— Listed records —

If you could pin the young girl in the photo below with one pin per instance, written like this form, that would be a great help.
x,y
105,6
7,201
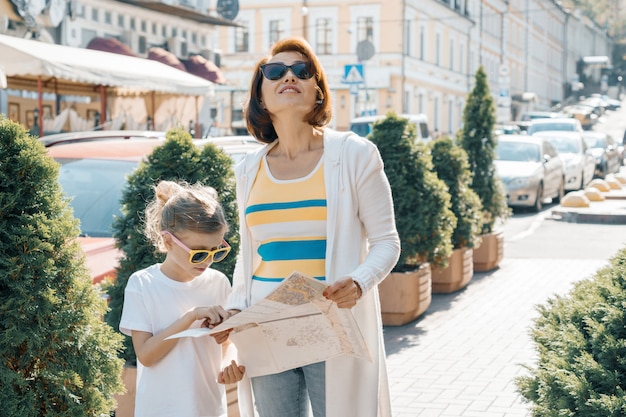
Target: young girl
x,y
181,377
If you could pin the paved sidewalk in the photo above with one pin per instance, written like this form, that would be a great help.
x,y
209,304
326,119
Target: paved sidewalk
x,y
461,357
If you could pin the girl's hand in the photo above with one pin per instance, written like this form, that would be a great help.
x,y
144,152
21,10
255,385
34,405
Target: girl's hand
x,y
212,316
231,374
344,292
221,337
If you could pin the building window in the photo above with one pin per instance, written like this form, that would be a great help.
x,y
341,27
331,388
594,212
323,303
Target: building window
x,y
242,39
422,43
277,31
437,48
323,36
407,37
452,55
365,28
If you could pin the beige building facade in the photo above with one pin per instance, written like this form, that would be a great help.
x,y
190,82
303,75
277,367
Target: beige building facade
x,y
419,56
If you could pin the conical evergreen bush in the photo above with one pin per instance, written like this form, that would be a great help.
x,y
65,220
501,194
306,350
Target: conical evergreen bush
x,y
451,165
478,140
421,201
581,347
177,159
58,357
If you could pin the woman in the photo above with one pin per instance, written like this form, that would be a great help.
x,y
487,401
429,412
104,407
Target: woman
x,y
316,201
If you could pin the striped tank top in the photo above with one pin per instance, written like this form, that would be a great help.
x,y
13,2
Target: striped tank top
x,y
287,219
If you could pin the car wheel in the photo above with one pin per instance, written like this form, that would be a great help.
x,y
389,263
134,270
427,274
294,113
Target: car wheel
x,y
561,192
539,201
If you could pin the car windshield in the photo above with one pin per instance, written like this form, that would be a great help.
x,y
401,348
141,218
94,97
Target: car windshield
x,y
95,187
361,128
565,145
595,142
518,151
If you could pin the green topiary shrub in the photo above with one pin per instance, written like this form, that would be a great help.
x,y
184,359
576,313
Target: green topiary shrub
x,y
178,159
58,357
478,140
581,344
424,220
451,165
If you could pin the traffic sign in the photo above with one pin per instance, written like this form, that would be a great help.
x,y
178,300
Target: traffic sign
x,y
353,74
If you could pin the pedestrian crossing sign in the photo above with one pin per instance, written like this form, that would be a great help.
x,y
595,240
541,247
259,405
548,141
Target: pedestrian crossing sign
x,y
353,74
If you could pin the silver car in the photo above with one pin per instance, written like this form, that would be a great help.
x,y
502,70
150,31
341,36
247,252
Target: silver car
x,y
531,170
576,155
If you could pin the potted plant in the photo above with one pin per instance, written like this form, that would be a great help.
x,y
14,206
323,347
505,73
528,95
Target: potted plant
x,y
479,141
451,165
177,159
59,358
423,218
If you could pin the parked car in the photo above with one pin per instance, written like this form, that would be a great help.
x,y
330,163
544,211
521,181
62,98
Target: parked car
x,y
362,126
570,124
606,152
530,169
576,155
93,174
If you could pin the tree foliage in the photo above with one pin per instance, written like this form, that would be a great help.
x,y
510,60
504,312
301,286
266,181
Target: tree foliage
x,y
478,140
580,338
421,202
177,159
451,165
59,358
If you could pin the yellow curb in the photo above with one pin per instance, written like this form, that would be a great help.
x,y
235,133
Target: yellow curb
x,y
613,182
620,177
600,185
575,199
593,194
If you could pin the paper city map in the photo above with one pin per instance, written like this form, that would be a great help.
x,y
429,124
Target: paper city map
x,y
293,326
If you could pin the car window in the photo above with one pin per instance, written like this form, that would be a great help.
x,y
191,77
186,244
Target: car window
x,y
565,145
96,187
518,151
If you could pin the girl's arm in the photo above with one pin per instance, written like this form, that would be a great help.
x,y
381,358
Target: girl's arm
x,y
152,348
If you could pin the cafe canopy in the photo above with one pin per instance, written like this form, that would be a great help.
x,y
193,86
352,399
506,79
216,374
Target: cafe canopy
x,y
30,64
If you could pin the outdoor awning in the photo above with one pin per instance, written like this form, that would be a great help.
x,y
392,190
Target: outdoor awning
x,y
28,59
202,67
110,45
165,57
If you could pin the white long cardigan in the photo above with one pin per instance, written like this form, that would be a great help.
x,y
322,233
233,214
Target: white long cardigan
x,y
362,242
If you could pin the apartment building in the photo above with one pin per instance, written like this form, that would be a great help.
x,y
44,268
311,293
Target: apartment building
x,y
421,56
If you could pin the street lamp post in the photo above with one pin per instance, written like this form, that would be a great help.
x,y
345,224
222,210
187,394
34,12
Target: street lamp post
x,y
305,19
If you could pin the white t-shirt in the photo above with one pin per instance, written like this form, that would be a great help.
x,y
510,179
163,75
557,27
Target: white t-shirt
x,y
184,382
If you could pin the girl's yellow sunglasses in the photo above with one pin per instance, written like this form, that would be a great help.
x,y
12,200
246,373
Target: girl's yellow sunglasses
x,y
198,256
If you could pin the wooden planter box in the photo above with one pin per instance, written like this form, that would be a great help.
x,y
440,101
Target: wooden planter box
x,y
126,402
489,254
457,274
404,296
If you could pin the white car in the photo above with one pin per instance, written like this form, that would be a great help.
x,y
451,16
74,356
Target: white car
x,y
576,155
530,169
567,123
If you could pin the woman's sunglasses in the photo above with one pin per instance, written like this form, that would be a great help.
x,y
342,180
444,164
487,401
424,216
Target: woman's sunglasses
x,y
277,70
197,256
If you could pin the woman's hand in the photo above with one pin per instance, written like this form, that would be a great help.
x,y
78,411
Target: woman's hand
x,y
231,374
344,292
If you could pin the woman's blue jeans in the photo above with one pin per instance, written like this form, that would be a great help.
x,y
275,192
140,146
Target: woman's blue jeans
x,y
287,394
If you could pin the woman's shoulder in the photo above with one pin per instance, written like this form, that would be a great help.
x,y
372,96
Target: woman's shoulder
x,y
349,141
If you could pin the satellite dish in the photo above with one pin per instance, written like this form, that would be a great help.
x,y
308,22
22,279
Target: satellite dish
x,y
364,50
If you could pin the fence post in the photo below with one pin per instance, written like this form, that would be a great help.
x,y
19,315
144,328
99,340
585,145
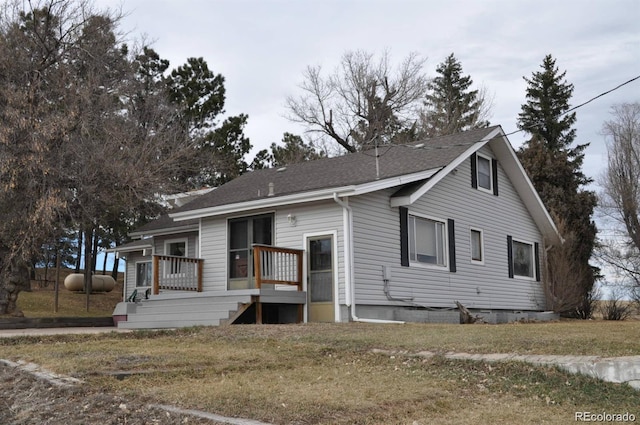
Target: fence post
x,y
199,275
156,277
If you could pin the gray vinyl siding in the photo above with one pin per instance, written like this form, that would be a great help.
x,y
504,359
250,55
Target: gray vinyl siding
x,y
313,218
130,278
487,286
213,242
192,241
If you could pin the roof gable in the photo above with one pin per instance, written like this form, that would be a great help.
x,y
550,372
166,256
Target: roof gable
x,y
350,174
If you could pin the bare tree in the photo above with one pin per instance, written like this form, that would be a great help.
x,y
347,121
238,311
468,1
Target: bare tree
x,y
72,148
363,102
564,291
620,198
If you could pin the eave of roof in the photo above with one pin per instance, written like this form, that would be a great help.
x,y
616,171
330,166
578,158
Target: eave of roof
x,y
302,197
133,246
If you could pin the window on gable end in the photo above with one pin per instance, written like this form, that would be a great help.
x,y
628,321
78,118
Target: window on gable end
x,y
477,246
484,173
427,241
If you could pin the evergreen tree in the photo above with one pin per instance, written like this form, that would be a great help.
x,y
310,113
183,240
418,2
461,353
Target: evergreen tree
x,y
554,166
295,150
451,105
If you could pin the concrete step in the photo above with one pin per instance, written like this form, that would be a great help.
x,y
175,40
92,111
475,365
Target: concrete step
x,y
167,324
181,308
159,316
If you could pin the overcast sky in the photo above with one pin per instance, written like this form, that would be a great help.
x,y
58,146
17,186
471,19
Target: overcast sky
x,y
261,47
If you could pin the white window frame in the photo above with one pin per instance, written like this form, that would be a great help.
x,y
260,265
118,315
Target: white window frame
x,y
489,159
445,241
168,242
150,265
481,232
532,258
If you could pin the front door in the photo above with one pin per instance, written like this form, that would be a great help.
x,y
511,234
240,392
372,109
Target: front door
x,y
320,279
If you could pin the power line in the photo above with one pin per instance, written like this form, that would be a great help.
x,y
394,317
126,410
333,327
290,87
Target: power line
x,y
582,104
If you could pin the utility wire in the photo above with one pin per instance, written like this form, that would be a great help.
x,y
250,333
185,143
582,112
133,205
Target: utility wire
x,y
426,147
582,104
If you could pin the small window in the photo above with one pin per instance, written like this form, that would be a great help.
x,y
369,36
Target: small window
x,y
143,274
484,173
178,249
523,259
477,248
175,248
427,241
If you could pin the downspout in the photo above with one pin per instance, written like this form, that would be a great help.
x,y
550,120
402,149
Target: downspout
x,y
349,277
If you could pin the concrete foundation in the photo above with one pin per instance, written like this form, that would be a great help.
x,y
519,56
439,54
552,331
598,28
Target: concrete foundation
x,y
417,315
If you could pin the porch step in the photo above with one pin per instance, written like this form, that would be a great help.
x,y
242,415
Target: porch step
x,y
202,310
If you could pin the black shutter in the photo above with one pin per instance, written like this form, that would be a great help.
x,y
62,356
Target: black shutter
x,y
494,171
404,236
536,258
474,171
510,254
452,245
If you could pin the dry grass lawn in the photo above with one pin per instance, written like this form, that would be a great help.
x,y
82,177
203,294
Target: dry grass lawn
x,y
327,374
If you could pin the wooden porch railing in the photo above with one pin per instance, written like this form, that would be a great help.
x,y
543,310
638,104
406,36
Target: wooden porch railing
x,y
176,273
280,266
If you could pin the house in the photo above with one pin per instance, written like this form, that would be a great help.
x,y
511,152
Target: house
x,y
397,234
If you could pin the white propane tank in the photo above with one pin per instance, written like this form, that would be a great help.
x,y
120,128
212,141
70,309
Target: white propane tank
x,y
99,283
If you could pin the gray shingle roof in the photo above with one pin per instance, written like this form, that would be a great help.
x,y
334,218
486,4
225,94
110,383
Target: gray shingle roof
x,y
164,222
352,169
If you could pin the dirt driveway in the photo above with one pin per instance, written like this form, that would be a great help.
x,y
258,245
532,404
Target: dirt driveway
x,y
26,400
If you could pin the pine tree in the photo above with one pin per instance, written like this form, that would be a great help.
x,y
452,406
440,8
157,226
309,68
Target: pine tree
x,y
554,166
451,106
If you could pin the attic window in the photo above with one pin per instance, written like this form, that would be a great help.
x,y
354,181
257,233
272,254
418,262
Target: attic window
x,y
484,173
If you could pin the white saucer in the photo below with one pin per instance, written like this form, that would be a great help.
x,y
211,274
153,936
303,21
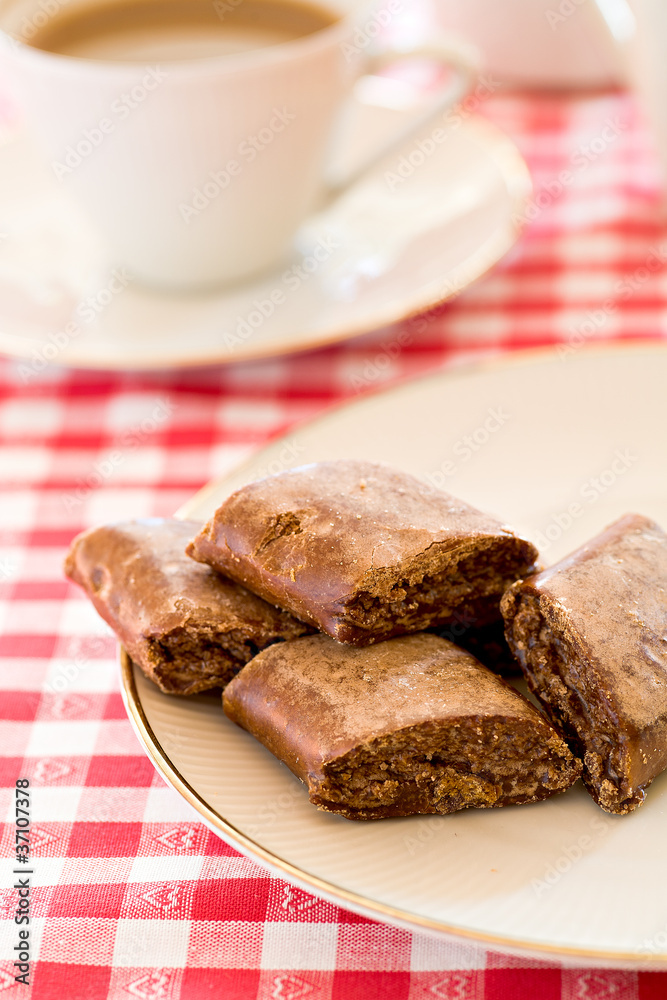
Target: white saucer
x,y
388,254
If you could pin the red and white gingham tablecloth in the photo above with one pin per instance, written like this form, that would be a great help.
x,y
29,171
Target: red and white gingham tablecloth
x,y
131,896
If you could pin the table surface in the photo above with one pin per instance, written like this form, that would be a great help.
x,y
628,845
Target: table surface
x,y
130,895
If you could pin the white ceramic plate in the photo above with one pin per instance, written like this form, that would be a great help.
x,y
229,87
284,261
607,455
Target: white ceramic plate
x,y
528,438
384,254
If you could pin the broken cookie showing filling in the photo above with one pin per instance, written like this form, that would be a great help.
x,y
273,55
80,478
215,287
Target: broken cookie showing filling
x,y
364,552
187,627
590,635
412,725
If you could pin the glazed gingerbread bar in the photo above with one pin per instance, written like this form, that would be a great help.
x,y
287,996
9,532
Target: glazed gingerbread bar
x,y
590,634
187,627
412,725
364,552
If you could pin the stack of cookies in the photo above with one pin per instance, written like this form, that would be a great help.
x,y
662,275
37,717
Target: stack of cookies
x,y
318,599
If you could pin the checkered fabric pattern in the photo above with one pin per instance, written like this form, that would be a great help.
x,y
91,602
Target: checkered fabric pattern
x,y
132,896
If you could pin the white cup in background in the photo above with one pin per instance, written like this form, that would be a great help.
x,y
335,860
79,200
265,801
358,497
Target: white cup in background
x,y
541,43
160,154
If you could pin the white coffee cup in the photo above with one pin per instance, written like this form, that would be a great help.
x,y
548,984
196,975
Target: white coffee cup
x,y
199,172
564,44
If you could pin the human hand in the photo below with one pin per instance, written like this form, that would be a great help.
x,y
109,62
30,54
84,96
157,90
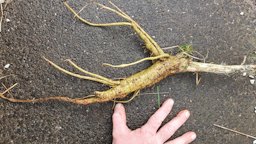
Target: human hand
x,y
149,133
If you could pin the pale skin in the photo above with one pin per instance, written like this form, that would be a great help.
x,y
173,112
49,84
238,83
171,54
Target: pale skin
x,y
151,132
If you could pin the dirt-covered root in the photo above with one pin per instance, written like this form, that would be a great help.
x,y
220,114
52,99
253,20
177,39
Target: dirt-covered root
x,y
221,69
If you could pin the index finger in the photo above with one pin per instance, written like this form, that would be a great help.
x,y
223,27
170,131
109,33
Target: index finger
x,y
158,117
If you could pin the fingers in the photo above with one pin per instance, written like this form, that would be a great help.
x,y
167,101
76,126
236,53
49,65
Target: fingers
x,y
119,120
184,139
171,127
158,117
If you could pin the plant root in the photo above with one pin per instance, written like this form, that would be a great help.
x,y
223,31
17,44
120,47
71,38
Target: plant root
x,y
164,65
136,62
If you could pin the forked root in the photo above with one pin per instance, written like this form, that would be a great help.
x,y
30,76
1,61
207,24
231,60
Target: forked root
x,y
95,77
84,100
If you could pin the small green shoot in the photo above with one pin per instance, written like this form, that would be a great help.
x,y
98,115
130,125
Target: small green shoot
x,y
186,48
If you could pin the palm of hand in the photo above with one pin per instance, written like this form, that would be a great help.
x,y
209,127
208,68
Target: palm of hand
x,y
150,132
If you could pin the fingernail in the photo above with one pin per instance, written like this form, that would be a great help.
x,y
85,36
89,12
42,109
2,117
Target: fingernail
x,y
193,136
118,106
171,101
187,113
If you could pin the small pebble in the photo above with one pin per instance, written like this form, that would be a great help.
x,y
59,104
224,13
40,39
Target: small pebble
x,y
252,81
7,66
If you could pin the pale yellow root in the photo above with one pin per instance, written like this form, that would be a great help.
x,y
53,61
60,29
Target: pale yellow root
x,y
78,75
84,100
136,62
129,100
92,74
96,24
149,42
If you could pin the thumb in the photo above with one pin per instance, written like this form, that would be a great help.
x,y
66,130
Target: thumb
x,y
119,120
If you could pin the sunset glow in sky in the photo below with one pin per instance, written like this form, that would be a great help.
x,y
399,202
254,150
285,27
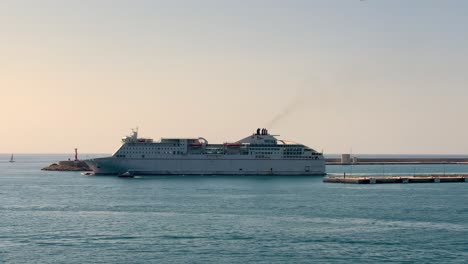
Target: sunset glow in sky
x,y
382,76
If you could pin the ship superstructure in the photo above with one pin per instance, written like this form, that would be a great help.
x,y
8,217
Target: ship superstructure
x,y
257,154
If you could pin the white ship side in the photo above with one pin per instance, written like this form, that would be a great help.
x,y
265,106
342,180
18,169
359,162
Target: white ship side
x,y
257,154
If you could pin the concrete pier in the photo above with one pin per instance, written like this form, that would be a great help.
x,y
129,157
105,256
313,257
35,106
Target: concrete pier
x,y
433,178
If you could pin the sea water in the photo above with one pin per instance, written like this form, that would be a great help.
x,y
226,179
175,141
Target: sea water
x,y
66,217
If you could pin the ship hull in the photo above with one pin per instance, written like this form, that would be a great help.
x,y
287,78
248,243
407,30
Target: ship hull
x,y
206,166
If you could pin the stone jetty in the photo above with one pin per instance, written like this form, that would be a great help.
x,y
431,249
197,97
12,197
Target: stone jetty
x,y
434,178
68,166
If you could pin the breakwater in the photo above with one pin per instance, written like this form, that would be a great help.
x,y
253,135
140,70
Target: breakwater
x,y
378,161
68,165
433,178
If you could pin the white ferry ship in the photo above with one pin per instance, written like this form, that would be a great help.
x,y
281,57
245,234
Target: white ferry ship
x,y
257,154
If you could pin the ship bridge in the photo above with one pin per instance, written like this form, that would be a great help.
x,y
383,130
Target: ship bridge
x,y
262,137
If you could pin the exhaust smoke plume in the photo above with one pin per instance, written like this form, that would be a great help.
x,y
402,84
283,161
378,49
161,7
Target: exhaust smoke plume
x,y
298,101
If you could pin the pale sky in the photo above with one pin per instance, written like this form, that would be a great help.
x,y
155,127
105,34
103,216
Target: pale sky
x,y
377,76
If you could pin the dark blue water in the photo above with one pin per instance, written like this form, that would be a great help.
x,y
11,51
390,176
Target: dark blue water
x,y
53,217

— Request —
Rename "breakwater" to "seawall" throughout the stretch from the line containing "If you could pin the stone" through the end of the items, and give back only those lines with nothing else changed.

— Response to this exercise —
If you could pin the stone jetty in the photo above with one pin per instance, written like this form, that would be a great help.
x,y
431,249
197,97
12,197
Target: stone jetty
x,y
434,178
68,166
If you could pin the seawall in the photo above with one pin per instance, written like this form, that would be a great help.
x,y
253,135
140,70
Target: seawall
x,y
378,161
68,165
433,178
If you could pin the white ferry ship in the photo above with one pin per instance, written like this form, that would be a great help.
x,y
281,57
245,234
Target: white ferry ship
x,y
257,154
If you could pin the ship bridge in the photo above with one pin per instance, written like this form, that would be a great help.
x,y
383,130
Target: ship bridge
x,y
262,137
If you could pin the exhaust smoke plume in the photo above with one pin per instance, written like this form, that would be a great help.
x,y
402,84
283,161
378,49
161,7
Target: exhaust smoke plume
x,y
298,101
If you could pin the pale sky in the photo above with one pin per instance, written like this form, that would be a great help.
x,y
155,127
105,34
103,216
Target: pale sky
x,y
377,76
If you could pin the dark blue water in the photo above with one pin per instance, written like this form, that would be a great help.
x,y
11,51
390,176
Target: dark blue water
x,y
53,217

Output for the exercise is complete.